DIRECTIVE: Which lines of the material below contain the string "ground"? Pull out each of them, matching case exactly.

TASK DATA:
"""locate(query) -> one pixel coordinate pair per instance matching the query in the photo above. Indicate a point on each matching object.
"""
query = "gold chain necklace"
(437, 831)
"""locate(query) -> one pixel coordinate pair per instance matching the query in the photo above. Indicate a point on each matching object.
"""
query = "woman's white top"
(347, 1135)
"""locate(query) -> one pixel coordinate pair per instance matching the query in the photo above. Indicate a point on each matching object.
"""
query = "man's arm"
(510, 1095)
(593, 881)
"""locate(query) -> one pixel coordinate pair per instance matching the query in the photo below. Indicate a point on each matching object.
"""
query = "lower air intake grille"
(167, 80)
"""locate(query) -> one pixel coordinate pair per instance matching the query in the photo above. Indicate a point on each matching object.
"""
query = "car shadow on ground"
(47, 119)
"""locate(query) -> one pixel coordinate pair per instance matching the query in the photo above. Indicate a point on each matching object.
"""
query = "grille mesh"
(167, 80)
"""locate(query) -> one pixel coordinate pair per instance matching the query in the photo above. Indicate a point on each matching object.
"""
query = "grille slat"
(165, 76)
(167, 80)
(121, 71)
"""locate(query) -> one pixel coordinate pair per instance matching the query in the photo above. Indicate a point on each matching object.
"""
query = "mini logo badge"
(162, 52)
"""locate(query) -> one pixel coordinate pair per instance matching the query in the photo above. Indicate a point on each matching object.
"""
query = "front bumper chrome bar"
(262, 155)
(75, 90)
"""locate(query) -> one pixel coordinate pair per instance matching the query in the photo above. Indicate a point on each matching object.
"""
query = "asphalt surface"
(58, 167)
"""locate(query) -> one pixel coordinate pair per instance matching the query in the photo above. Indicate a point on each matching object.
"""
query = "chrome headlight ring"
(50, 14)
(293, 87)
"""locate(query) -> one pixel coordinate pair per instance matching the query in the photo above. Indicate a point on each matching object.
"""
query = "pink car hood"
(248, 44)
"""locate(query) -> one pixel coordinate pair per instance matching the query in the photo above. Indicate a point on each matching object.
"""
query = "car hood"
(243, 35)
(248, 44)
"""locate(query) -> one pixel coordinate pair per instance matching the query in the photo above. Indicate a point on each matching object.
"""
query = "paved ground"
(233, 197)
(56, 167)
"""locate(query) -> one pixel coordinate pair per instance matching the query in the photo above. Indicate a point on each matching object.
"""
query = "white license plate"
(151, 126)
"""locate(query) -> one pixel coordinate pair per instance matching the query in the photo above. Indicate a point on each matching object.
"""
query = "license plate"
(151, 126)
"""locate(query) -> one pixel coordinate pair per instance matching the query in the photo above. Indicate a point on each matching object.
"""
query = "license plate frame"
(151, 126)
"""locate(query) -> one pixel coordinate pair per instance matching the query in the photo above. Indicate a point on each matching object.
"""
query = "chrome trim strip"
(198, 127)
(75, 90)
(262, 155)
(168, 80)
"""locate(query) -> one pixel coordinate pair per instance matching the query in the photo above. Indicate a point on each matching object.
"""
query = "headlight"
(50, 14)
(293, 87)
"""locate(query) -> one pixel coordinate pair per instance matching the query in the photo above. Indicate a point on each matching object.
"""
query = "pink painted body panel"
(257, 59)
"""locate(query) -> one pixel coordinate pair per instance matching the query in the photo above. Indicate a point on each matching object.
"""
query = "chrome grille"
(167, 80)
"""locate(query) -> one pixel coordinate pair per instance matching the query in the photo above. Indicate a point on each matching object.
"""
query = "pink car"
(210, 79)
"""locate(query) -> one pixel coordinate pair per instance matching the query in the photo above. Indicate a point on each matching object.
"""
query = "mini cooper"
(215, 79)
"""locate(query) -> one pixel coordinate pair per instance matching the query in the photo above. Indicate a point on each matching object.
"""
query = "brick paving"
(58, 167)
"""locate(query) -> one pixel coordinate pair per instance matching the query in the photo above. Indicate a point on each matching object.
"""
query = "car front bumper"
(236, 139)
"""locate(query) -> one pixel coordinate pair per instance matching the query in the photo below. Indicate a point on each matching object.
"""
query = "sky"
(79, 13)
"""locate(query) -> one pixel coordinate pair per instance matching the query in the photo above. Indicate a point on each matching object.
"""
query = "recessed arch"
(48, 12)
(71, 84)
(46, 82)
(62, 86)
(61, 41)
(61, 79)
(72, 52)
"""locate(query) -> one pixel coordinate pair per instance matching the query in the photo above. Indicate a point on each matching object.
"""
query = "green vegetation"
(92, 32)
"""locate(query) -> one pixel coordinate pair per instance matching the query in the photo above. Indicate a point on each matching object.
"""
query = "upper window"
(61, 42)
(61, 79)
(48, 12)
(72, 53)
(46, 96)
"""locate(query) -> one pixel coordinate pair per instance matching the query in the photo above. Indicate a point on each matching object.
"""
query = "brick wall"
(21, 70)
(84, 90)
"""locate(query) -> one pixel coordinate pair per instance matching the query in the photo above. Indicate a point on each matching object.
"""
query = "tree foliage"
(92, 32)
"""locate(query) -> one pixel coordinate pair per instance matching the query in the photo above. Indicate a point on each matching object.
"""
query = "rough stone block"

RESPONSE TO THE TASK:
query = "car shadow on ground"
query = "paved ground"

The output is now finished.